> **Objective**
Quote the lines below from the first one through the line containing "(129, 123), (225, 145)", with both ends included.

[Start Data provided]

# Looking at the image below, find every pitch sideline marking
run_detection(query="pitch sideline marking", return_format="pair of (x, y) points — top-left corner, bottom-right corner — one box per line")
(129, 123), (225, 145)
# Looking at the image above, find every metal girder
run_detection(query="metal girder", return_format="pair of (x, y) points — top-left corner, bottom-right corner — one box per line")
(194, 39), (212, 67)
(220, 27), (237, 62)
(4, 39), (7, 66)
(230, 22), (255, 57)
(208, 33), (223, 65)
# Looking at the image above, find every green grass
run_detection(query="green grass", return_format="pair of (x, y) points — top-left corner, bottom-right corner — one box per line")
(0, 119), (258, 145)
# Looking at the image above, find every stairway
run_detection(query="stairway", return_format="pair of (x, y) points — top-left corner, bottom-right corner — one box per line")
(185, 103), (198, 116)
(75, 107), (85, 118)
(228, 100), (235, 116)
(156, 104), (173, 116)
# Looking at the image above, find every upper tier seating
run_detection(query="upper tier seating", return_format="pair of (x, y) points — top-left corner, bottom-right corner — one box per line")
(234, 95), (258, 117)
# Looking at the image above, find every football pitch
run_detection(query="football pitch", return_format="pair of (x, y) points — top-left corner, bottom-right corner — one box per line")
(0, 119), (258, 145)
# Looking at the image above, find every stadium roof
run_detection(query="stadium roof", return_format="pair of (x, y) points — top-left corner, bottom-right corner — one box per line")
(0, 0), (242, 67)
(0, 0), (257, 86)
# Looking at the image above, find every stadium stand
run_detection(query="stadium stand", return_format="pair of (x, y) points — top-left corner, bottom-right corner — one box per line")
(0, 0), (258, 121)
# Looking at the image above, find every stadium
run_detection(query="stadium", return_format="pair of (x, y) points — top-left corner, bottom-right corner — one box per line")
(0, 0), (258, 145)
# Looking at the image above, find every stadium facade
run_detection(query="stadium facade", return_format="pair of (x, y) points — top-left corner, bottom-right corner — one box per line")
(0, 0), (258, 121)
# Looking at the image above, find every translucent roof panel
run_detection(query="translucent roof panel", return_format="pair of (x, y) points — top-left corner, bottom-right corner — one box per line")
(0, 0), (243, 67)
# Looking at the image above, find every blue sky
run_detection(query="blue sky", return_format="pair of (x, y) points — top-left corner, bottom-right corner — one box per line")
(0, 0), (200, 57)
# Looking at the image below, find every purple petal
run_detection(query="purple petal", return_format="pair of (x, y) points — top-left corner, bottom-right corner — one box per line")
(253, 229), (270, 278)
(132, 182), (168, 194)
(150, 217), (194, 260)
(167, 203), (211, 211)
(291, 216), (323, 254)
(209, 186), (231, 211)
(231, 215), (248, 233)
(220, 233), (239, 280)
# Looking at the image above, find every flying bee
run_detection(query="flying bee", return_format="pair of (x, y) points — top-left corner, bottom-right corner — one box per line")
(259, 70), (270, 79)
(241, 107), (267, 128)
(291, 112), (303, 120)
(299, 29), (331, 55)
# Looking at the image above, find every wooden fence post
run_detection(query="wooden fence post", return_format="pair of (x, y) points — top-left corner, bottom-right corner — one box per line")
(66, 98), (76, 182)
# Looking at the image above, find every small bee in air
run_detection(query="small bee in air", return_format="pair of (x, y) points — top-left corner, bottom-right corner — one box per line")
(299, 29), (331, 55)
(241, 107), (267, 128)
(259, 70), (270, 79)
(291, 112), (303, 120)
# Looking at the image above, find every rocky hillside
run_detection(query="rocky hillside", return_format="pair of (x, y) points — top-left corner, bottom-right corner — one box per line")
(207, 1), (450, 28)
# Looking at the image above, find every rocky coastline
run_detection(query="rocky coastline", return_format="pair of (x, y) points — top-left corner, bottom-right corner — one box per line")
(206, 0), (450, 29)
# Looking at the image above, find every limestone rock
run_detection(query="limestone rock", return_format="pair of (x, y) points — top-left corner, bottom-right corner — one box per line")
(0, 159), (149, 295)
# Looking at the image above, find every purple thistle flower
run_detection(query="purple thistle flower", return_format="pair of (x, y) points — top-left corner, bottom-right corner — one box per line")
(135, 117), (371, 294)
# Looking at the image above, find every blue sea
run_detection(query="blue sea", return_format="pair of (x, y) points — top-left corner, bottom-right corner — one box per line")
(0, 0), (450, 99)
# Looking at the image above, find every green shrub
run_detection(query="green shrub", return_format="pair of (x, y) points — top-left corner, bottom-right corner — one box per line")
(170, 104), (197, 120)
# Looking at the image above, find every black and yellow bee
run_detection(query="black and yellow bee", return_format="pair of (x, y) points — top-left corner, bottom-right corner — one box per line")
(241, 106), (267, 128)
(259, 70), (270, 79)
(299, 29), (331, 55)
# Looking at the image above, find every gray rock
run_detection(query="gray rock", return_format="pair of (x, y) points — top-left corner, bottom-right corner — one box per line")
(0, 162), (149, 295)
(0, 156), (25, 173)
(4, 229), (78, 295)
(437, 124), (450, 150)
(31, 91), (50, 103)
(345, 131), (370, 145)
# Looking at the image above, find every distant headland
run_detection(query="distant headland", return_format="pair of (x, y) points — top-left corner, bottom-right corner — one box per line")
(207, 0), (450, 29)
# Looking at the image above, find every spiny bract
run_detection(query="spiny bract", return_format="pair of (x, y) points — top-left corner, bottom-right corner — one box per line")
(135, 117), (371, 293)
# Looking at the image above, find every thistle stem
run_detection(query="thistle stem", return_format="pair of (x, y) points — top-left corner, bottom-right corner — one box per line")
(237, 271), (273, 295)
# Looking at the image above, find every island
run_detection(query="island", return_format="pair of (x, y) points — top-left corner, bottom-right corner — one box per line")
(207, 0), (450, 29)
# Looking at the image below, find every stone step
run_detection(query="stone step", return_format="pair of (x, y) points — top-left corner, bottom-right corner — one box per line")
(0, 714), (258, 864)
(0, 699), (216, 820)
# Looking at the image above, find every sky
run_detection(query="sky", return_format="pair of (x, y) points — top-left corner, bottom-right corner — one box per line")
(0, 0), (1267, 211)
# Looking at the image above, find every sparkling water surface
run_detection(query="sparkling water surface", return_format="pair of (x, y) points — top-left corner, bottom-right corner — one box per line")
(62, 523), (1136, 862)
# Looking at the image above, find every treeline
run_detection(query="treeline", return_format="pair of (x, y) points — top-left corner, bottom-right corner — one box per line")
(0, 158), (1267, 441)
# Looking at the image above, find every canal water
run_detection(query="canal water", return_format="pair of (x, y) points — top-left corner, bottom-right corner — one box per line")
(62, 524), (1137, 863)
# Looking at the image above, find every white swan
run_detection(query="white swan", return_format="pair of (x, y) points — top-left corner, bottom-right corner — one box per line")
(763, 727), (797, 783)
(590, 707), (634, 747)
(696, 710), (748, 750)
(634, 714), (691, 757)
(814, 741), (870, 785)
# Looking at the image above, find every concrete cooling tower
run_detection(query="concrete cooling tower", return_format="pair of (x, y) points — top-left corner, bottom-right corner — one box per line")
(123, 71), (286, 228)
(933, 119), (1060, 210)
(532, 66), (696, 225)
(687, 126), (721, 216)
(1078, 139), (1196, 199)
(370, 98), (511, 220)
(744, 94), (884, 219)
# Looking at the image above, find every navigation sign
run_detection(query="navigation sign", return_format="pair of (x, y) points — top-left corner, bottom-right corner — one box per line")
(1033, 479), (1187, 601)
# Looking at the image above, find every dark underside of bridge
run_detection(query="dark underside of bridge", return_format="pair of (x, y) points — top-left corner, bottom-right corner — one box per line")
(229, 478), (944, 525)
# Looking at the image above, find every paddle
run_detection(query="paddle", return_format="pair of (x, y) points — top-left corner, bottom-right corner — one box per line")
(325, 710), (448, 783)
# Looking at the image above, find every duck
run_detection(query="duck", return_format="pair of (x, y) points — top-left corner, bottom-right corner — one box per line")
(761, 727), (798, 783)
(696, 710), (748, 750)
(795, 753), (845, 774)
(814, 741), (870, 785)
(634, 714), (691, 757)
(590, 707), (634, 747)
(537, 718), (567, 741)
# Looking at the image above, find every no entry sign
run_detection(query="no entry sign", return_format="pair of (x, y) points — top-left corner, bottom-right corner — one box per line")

[End Data provided]

> **Solution to this task**
# Looking at the image below, find every pitch sideline marking
run_detection(query="pitch sideline marking", return_format="pair of (x, y) points — top-left corner, bottom-right corner — one box per line")
(129, 123), (225, 145)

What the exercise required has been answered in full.